Most performance review software is built for HR departments, not managers.
It’s heavy on workflows, ratings, and calibration - and light on what actually matters in growing companies: clear conversations tied to execution.
If your team already uses OKRs, performance reviews shouldn’t be a separate system. They should be a natural reflection point in the OKR rhythm - what worked, what didn’t, and what to focus on next.
This guide evaluates OKR software through a specific lens:
Does it support lightweight, OKR-aligned 1:1 performance reviews - without enterprise HR overhead?
What “Good” Looks Like for OKR-Aligned Performance Reviews
For growth-stage, execution-heavy teams (50–80 employees), the bar is clear:
- Simple quarterly review cycles
- Self → Manager → Shared summary
- OKRs pulled directly into the conversation
- Zero peer reviews, calibration, or HR bureaucracy
- Clear visibility rules
- Clean, narrative summaries - not scorecards
Most tools miss this entirely. A few don’t.
The platforms below stand out because they approach performance reviews as a deliberate reflection on execution. Each one connects reviews to real work in a different way - from outcome-driven OKR reflection to engagement and governance - making the tradeoffs explicit.
These three tools represent distinct approaches to performance reviews: execution-first, enterprise governance, and engagement-led. The right choice depends on whether your reviews are meant to sharpen quarterly delivery, enforce consistency at scale, or strengthen coaching and feedback.
The 10 Best OKR Software Tools for Performance Reviews
The tools below stand out because they approach performance reviews as a structured reflection on execution - not an HR-driven process or engagement exercise.

:: Problems ::
1. Can you sum up the guide in two sentences?
2. Why does the guide say most performance review software falls short for growing companies? Answer in one or two sentences.
3. Reproduce the guide word for word, beginning at the words "If your team" and stopping after "focus on next.".

:: Supplied material ::
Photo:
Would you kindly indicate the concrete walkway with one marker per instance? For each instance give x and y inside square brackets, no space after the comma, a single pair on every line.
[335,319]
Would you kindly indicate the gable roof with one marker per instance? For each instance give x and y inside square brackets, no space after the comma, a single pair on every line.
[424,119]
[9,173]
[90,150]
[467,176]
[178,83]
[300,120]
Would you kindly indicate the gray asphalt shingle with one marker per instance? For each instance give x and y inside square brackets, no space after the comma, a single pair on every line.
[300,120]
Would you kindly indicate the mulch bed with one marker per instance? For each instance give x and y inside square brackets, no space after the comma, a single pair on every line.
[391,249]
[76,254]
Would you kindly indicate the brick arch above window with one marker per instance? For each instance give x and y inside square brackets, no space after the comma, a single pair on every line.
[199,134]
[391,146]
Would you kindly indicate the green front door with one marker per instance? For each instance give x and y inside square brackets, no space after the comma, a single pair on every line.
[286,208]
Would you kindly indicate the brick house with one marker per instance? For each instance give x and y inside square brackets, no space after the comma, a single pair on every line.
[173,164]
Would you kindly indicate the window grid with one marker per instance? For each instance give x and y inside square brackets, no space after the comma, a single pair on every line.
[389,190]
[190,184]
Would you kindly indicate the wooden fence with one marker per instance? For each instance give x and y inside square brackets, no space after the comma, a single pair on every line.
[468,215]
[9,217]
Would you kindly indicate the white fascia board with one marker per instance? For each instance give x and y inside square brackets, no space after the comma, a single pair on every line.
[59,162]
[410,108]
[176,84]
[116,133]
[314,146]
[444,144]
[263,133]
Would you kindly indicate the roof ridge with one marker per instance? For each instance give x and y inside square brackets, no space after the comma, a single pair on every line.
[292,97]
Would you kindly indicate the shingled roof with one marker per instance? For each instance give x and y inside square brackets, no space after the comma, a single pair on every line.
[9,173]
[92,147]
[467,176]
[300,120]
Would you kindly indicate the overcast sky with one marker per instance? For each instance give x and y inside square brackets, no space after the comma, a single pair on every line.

:: Solutions per task ::
1. Most performance review software is built for HR departments and is heavy on workflows, ratings, and calibration, but for teams using OKRs, reviews should be a natural reflection point in the OKR rhythm rather than a separate system. The guide evaluates OKR software by whether it supports lightweight, OKR-aligned 1:1 performance reviews without enterprise HR overhead, with simple quarterly cycles, OKRs pulled directly into the conversation, and narrative summaries instead of scorecards.

2. It is built for HR departments rather than managers. It is heavy on workflows, ratings, and calibration and light on what matters in growing companies: clear conversations tied to execution.

3.
If your team already uses OKRs, performance reviews shouldn’t be a separate system. They should be a natural reflection point in the OKR rhythm - what worked, what didn’t, and what to focus on next.